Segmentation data
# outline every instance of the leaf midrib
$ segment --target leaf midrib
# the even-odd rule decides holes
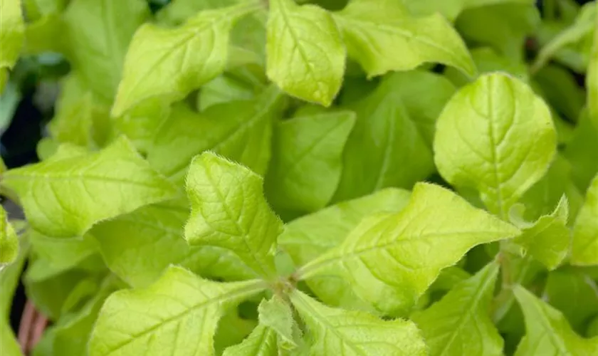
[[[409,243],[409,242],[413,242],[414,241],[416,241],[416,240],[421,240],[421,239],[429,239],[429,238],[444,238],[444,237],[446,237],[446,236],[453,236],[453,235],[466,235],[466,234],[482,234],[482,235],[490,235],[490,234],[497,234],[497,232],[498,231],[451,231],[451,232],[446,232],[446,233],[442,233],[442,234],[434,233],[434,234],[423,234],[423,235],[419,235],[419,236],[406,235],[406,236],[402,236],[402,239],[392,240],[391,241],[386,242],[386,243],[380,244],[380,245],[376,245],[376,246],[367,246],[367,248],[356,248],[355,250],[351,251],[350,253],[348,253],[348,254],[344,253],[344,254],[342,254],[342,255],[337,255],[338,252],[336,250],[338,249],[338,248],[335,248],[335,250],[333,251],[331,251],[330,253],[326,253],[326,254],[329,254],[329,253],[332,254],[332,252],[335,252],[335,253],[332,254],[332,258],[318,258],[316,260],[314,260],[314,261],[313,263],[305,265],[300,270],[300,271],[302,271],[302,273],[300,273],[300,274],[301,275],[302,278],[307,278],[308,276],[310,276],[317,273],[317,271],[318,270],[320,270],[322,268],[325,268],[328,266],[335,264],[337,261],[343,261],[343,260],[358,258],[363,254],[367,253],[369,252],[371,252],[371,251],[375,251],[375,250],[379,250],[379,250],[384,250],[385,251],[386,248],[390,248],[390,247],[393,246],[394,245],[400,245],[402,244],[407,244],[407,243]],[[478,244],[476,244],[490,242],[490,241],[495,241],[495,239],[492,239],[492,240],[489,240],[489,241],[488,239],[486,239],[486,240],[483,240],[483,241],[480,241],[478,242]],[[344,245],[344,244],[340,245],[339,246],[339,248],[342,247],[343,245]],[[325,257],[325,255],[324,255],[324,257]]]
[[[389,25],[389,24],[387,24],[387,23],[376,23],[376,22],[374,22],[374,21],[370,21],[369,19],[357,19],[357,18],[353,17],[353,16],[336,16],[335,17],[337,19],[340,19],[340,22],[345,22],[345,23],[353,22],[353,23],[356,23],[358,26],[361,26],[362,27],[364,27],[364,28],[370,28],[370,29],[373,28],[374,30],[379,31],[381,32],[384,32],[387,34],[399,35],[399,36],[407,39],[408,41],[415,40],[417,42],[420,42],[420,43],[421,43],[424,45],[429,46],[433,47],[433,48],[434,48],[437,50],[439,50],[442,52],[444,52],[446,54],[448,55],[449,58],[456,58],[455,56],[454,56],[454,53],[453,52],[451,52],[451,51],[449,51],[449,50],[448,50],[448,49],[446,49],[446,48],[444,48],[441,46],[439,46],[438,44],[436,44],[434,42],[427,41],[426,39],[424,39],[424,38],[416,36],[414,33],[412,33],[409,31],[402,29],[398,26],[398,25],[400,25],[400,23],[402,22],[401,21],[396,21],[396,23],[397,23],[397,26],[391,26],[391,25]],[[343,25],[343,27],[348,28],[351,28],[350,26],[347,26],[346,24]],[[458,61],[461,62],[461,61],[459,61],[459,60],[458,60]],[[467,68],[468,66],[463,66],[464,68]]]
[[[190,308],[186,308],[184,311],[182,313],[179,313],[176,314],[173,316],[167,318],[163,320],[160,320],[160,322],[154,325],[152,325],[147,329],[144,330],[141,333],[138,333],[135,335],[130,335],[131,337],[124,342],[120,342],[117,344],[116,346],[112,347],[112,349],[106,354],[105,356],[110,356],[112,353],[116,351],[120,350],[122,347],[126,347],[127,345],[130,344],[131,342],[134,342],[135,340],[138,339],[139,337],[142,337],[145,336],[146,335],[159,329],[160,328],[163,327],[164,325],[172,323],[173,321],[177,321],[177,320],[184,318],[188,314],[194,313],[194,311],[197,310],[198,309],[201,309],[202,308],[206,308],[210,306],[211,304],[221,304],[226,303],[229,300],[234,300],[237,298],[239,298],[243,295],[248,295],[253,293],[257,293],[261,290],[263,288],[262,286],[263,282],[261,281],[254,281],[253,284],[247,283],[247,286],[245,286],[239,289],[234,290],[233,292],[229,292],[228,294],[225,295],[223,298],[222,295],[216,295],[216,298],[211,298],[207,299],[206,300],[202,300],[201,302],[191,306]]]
--
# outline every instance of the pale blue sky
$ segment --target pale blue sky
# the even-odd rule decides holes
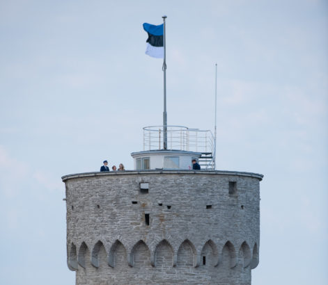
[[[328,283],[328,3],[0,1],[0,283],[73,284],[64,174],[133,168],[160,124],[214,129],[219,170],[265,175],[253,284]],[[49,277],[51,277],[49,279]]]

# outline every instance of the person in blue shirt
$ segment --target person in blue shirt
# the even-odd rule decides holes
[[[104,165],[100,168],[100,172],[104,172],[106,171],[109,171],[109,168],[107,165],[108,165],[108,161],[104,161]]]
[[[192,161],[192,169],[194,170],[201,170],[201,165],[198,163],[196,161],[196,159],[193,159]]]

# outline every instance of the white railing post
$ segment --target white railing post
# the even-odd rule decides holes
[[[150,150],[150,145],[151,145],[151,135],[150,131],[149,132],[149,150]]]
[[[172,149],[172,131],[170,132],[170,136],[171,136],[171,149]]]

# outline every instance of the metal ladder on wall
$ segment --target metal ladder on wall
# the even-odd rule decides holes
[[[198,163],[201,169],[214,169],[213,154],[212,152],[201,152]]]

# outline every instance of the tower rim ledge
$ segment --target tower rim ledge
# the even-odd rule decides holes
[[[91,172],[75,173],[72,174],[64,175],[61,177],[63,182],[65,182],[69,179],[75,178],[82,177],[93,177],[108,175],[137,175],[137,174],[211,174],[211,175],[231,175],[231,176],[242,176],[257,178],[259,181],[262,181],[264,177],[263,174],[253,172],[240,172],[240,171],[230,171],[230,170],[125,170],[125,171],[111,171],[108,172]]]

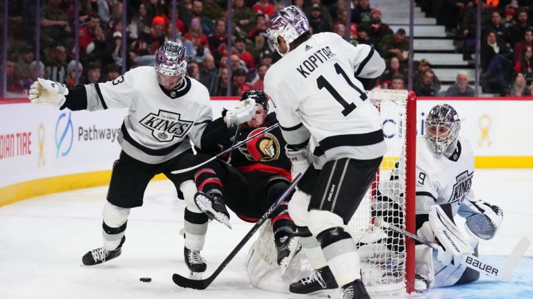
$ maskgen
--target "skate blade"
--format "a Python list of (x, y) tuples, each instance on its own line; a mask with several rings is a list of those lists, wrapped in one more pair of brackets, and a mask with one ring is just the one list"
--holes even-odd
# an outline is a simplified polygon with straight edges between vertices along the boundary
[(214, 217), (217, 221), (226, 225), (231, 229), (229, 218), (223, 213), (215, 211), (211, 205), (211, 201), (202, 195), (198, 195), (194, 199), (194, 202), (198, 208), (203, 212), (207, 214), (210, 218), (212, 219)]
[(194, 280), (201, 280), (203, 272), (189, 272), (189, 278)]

**Instruction:** Copy out everything from the line containing "# outline every instance of the metal" down to the line containing "[[[198,163],[201,169],[214,169],[213,154],[212,152],[201,152]]]", both lines included, without changing a character.

**Complete output:**
# outline every instance of the metal ladder on wall
$ segment --target metal ladder on wall
# the even-odd rule decides holes
[[[198,163],[201,169],[214,169],[213,154],[212,152],[201,152]]]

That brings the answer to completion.